TASKS TO CARRY OUT:
A. According to the keloid article, how many keloid-specific genes were the 190 statistically significant DNA regions mapped to?
B. Continue the keloid article from the point where it stops.

TEXT SEGMENT:

- - - - - - -

Researchers at Henry Ford Hospital in Detroit have uncovered previously unidentified genes that may be responsible for keloid scarring, a discovery that could unlock the mystery of keloid development and provide insight for more effective treatment.
‘Much of the uncertainty surrounding keloids is rooted in there being no known cause for their development,’ says study lead author Dr Lamont R. Jones, vice chair, Department of Otolaryngology-Head and Neck Surgery at Henry Ford.
‘But it is believed that keloids have a genetic component given the correlation with family history, prevalence in twins, and its predisposition in darker skin.’
Keloid scars form raised, firm skin areas that may become itchy, tender, and painful. Unlike regular scars, keloids do not subside over time and often extend outside the wound site.
Keloids most often occur on the chest, shoulders, earlobes (following ear piercing), upper arms and cheeks. The lowest rates of keloid formation have been documented in albinos and the highest seen in dark skinned individuals, especially in the African-American population.
Treatment for keloids includes cortisone injections, pressure dressings, silicone gels, surgery, cryosurgery (freezing), laser treatment, or radiation therapy. A combination of treatments may be used, depending on the individual.
In some cases, keloids return after treatment, up to 50–100% of the time.
Significant DNA regions
For the Henry Ford study, Dr Jones and his colleagues used six fresh keloid samples and six fresh normal skin samples in which genome-wide profiling was previously done. This effort identified 190 statistically significant regions of DNA that were mapped to 152 keloid specific genes.

- - - - - - -

PROVIDED RECORDS:
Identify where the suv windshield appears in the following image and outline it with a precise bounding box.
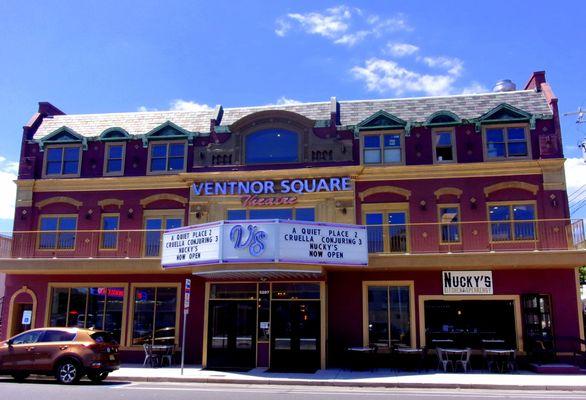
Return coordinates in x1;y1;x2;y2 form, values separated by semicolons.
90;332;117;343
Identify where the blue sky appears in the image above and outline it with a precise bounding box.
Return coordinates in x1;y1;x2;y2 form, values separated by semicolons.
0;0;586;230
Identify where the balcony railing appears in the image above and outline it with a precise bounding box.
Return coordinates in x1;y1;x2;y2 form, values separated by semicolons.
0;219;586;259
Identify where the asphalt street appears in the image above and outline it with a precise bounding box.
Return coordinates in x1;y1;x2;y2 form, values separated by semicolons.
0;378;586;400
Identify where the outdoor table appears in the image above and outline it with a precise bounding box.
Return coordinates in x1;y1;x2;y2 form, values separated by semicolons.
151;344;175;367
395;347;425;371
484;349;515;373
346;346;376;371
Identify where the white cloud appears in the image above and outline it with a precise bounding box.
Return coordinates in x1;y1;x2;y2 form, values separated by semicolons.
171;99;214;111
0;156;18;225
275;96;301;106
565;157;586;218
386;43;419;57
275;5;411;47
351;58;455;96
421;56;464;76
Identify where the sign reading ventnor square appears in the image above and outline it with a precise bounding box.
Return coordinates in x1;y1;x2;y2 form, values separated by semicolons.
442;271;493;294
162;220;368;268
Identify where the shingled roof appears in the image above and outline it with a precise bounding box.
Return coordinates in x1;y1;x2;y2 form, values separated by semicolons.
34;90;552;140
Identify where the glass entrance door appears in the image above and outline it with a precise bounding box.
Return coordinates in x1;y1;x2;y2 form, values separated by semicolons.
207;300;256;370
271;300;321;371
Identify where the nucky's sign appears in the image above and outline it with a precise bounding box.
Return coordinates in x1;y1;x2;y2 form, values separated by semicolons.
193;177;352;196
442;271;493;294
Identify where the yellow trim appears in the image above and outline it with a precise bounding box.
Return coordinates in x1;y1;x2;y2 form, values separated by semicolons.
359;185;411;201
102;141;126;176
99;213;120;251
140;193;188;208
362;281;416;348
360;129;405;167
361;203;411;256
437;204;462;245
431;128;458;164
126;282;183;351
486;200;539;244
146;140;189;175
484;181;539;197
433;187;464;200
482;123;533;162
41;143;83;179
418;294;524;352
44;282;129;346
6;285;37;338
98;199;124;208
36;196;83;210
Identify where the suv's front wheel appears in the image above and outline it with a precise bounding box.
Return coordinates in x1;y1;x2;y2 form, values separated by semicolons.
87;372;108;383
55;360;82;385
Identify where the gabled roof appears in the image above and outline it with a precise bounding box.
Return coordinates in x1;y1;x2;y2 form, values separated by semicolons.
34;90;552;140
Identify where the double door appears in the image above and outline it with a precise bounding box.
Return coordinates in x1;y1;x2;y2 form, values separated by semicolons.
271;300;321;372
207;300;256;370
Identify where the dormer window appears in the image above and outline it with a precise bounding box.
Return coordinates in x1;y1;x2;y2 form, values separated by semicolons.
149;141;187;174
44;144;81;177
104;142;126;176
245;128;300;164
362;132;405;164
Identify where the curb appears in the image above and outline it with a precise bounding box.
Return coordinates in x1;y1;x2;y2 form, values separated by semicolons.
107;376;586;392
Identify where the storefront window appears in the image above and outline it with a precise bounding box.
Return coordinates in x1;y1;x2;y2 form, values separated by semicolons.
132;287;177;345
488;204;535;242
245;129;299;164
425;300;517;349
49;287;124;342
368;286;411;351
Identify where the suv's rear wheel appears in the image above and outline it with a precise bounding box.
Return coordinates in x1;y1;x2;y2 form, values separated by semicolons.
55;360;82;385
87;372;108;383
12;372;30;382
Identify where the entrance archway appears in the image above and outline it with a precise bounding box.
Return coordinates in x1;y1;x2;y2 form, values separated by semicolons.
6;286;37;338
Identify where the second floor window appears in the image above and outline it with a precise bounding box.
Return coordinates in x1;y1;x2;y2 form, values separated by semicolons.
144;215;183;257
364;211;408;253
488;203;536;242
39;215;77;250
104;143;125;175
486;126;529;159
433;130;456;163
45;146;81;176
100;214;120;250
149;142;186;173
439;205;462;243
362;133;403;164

- - - - - - -

EXPECTED RESULTS:
A. 152 genes.

B.
The 152 genes were uploaded into the Ingenuity Pathway Analysis software, which integrates genes and molecules that are part of the same biological functions or regulatory networks interacting together.
Among 152 unique genes, the researchers found 10 genes that demonstrated an increase of the cellular components and regulatory pathways important to the biological processes in keloid development.
In all, the researchers were able to show that certain keloid genomes are present in known bionetwork pathways involved in critical biological functioning and signaling events in the cell.
Dr Jones notes the importance of this new information and how it can be used to ‘further refine the screening process for biological significance in hopes of better understanding the pathogenesis and molecular targeted therapy for keloid disease.’
‘By identifying the genetic cause, it may be possible to develop better treatments for keloids in the near future,’ he says.
In addition to Dr Jones, study co-authors from Henry Ford are George Miguel, DO; Joshua Greene, MD, George Divine, PhD, Kang Mei Chen PhD, Maria J. Worsham, PhD.